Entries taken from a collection
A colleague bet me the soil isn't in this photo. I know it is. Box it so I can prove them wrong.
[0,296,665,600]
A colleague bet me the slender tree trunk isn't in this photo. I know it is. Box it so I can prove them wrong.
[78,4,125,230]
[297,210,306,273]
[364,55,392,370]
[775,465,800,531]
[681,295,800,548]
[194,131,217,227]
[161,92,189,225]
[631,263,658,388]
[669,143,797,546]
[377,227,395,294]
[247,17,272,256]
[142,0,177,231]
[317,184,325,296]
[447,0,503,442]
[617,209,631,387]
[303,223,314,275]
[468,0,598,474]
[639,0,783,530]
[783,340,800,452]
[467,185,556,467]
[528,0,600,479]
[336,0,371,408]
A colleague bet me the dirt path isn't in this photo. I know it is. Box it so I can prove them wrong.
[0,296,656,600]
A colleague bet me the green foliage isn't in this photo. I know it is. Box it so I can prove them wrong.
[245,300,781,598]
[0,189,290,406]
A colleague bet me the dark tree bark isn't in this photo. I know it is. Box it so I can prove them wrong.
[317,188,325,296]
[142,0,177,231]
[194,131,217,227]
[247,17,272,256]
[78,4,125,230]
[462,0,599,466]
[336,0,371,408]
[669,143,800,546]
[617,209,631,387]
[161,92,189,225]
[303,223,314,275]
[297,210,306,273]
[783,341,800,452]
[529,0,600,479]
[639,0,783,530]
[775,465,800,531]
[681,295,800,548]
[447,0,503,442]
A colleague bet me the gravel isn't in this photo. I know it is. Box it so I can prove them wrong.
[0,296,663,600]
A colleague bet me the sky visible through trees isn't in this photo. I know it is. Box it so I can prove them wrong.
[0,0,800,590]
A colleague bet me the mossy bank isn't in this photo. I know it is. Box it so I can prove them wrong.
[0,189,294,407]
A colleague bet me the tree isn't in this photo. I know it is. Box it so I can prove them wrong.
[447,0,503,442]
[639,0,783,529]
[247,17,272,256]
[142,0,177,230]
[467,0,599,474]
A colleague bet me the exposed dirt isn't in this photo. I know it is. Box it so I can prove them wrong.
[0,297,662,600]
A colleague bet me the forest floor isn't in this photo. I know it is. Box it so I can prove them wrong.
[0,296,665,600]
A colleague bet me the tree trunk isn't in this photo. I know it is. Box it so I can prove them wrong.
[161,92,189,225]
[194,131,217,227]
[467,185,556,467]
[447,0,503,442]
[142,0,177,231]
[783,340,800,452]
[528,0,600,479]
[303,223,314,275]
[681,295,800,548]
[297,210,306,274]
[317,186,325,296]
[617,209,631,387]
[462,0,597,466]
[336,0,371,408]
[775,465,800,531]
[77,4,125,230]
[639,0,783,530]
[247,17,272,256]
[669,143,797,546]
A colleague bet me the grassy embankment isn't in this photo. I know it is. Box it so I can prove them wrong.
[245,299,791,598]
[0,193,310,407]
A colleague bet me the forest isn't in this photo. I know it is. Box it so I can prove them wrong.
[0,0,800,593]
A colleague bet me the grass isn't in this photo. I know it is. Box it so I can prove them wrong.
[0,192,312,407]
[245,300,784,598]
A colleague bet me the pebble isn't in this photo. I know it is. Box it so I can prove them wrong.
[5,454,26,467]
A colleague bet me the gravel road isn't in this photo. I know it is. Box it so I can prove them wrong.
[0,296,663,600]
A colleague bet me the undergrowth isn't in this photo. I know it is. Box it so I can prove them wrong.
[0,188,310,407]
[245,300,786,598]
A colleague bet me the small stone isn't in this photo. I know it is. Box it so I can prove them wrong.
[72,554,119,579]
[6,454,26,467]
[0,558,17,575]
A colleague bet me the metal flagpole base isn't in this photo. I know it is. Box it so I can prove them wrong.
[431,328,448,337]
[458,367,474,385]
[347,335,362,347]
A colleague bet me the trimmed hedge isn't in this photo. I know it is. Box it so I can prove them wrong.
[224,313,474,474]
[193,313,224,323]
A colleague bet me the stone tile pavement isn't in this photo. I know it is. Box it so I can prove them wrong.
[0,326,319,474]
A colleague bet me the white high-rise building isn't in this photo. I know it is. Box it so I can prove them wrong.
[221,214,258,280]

---

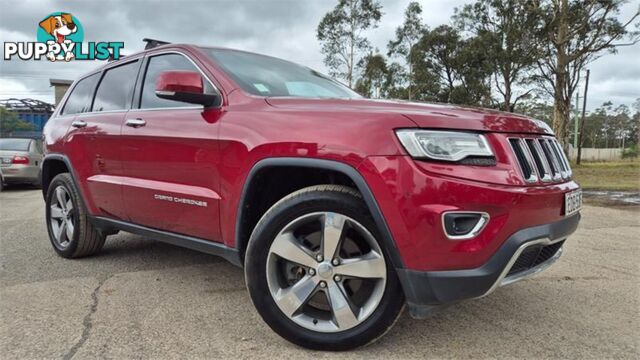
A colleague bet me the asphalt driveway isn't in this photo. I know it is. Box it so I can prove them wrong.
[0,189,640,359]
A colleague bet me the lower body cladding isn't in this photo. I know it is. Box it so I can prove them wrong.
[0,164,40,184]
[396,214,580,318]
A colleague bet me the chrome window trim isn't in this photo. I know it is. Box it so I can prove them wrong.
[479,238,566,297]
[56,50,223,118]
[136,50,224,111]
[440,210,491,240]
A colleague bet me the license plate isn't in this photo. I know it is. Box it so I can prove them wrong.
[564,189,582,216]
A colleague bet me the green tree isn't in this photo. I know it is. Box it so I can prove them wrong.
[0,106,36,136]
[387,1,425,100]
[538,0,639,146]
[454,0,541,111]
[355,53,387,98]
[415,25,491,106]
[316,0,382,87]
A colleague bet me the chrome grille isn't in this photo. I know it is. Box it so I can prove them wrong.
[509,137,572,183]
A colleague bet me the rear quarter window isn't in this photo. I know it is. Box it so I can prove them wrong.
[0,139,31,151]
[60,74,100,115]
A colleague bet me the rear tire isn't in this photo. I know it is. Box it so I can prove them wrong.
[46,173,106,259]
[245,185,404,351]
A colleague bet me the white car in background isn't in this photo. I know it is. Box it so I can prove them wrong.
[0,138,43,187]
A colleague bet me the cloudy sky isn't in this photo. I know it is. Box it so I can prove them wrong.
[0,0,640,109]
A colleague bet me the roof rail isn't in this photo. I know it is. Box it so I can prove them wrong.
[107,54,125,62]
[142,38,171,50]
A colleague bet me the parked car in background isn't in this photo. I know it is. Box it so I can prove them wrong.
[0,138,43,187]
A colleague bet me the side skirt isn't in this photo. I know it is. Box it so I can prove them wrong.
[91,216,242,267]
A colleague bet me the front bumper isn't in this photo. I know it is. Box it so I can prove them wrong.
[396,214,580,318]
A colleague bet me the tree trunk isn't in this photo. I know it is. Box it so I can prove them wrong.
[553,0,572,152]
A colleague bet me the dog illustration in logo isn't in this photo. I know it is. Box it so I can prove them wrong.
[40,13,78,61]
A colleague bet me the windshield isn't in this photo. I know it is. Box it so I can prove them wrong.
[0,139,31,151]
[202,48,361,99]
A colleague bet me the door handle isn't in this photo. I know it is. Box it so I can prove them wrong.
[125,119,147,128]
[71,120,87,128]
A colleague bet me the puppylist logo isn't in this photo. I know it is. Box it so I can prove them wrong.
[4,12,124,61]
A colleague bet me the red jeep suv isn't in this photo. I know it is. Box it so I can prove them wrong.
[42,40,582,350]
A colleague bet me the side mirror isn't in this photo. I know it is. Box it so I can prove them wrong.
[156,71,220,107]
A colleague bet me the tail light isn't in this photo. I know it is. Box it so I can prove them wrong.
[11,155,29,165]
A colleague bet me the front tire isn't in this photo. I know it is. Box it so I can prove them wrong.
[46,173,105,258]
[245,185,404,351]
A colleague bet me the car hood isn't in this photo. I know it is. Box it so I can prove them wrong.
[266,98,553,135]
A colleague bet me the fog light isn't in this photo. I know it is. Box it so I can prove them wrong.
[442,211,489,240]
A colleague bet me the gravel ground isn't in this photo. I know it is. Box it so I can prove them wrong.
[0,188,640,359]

### WHAT THE TASK REQUIRES
Output the items above verbatim, running from the line that contains "A colleague bet me the gravel road" through the line that contains "[0,326,319,474]", inclusive, and nothing else.

### FINAL RESULT
A colleague bet me the gravel road isn't in this photo. I know it is. Box it so I can prove them wrong.
[0,296,663,600]
A colleague bet me the undergrowth isn't in this photo. I know it is. Box it so I can prove them wrong.
[0,188,310,407]
[245,300,786,598]
A colleague bet me the small stone isn't in this photo. I know it is. Box it so I can prove them wrong.
[72,554,119,579]
[6,454,26,467]
[0,558,17,575]
A colleague bet me the metal flagpole base isn't in this photo. I know it is. Box it so I can prove them wrong.
[431,328,448,337]
[458,367,474,385]
[347,335,362,347]
A colleague bet me the trimmed hedge isn't in this photo. I know it is. Box it so I can prove them wrong.
[224,313,474,474]
[193,313,224,323]
A colleague bet me the stone tile pavement isn't in this photo. I know it is. Box it so I can prove them wrong.
[0,326,319,474]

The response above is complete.